> **DIRECTIONS**:
Go through the records and show each line where the word "pair" occurs.

INFORMATION SUPPLIED Block Start

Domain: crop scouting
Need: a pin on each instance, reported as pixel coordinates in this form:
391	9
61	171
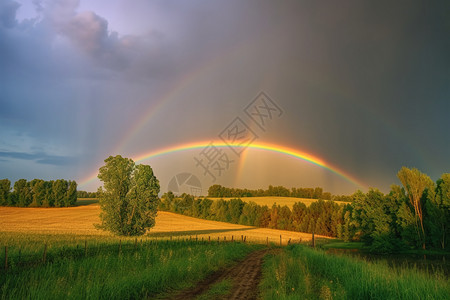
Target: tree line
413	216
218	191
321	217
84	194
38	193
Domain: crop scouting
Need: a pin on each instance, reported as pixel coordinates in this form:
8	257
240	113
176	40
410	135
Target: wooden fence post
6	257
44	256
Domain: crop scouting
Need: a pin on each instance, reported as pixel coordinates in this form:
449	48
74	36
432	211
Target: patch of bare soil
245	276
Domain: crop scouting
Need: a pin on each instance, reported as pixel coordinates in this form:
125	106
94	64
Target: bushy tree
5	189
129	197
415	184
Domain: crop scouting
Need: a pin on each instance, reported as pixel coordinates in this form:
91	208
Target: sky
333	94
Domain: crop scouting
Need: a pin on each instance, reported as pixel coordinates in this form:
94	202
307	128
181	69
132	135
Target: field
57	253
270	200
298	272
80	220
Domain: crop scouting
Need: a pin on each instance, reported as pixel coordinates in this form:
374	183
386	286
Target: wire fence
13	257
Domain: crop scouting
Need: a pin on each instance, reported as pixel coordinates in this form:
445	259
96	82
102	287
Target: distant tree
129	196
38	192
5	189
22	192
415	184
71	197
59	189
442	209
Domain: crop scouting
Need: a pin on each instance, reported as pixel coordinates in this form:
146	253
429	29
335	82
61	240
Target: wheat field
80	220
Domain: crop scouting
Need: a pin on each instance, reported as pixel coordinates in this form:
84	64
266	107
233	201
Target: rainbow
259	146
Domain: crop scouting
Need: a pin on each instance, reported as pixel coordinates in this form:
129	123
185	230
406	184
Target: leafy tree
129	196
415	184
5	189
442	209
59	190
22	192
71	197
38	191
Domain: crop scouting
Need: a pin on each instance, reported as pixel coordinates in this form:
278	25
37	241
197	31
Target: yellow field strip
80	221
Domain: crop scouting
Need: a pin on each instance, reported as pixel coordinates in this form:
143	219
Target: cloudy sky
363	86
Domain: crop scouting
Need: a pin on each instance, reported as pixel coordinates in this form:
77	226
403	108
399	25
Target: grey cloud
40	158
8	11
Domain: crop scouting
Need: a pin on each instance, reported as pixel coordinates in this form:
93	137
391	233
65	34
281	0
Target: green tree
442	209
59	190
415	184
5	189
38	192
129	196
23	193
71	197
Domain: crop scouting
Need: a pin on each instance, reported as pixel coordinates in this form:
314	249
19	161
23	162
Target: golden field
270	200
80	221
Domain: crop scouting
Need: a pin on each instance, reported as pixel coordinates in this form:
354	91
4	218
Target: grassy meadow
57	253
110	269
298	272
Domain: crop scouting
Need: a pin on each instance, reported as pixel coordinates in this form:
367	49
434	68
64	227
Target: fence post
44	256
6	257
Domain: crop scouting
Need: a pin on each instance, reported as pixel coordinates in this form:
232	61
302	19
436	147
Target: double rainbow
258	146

INFORMATION SUPPLIED Block End
INFORMATION SUPPLIED Block Start

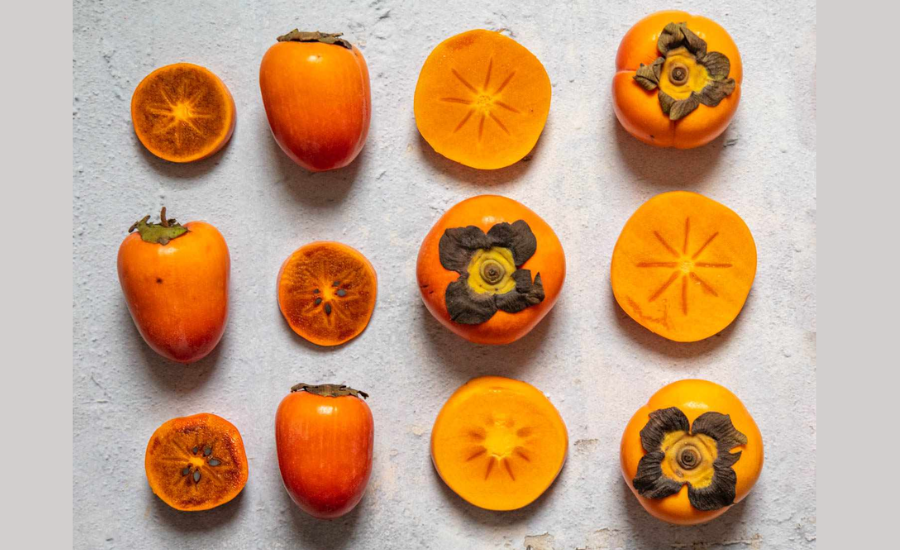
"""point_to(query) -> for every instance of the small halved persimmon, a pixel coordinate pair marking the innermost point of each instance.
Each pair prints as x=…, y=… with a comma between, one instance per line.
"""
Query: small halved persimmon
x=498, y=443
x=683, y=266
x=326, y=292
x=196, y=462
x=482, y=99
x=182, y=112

INFORMATION SUPPLIED Block End

> **COMPLETED EXERCISE**:
"""point_to(query) -> for every instance of the small halved persimmon, a pixel coordinate pair marking the innermost point of each instance.
Each pair prints as x=…, y=… with a comma between, one instance per line.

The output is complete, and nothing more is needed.